### Exercise directions
Using the text about two Jessie Ware songs, state what the chorus of "You & I (Forever)" holds as the song's only specific reference.

Bruce Conner, Sound of Two Hand Angel


Jessie Ware - "You & I (Forever)". One of the common tricks to pop songwriting is to write verses with specific, sited details, and then, in the chorus, to go big and universal. With "You & I (Forever)", Ware deploys an inverse strategy: the chorus contains the song's only specific reference, a line about going to tea. It's a subtle move but something in it, what she says and how it lands - it gets me verklemmt. I am, like most living humans, a sucker for the happy-sad; and although I'm skeptical toward this song's hamfisted interpolation of The xx, I love the shearing lap of the production, the buried drone, and that plaintive loon-call of a sample. Mostly I love that line, about tea, what she says and how it lands. I'm listening to a pleasant, melancholy pop song and then she sings she Only wanted tea with you, and I find myself in particular memories, or imagined memories, a hapless heart in a certain place & time. [from Tough Love - buy]

Jessie Ware - "12". You can dial back a song: you can dial back a song to make it less of a song, a sketch not a drawing. "12" is full of line and colour, crosshatching, but it is sparer than most of what Ware's now up to. It is a place where the sun is slowly rising, slow as ever, half-formed shapes slowly lit up and warmed. ["12" is a Tough Love B-side.]


(image is Bruce Conner's "Sound of Two Hand Angel", from 1974)

### Recorded information

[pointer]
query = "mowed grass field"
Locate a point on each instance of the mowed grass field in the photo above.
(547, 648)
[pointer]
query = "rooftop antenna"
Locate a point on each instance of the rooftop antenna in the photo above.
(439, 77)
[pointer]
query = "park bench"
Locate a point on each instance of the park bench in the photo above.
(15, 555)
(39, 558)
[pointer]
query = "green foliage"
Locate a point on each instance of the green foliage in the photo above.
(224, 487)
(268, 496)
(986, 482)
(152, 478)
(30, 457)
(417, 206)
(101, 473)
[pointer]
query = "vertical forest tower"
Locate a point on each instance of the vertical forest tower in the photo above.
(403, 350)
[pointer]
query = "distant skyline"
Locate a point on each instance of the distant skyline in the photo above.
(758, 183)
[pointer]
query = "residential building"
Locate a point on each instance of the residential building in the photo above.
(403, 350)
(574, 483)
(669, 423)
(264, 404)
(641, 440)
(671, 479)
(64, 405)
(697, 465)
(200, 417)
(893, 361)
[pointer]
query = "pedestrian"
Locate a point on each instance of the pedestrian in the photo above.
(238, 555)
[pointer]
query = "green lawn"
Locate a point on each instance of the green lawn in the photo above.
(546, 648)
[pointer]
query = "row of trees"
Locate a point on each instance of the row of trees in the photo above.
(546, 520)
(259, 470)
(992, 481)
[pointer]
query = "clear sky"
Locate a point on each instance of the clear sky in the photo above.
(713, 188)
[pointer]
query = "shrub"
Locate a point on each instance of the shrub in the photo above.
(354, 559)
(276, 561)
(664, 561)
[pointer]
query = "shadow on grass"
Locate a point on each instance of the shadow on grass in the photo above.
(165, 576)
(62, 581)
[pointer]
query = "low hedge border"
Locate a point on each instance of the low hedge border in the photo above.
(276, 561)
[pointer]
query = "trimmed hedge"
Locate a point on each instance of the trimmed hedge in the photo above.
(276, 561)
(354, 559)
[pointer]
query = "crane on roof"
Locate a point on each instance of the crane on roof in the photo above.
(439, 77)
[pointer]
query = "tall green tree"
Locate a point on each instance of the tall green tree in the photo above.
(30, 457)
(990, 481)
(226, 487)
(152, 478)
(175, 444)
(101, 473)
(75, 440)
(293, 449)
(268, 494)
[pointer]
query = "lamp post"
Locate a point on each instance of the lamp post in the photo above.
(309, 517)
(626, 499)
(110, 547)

### Response for this exercise
A line about going to tea.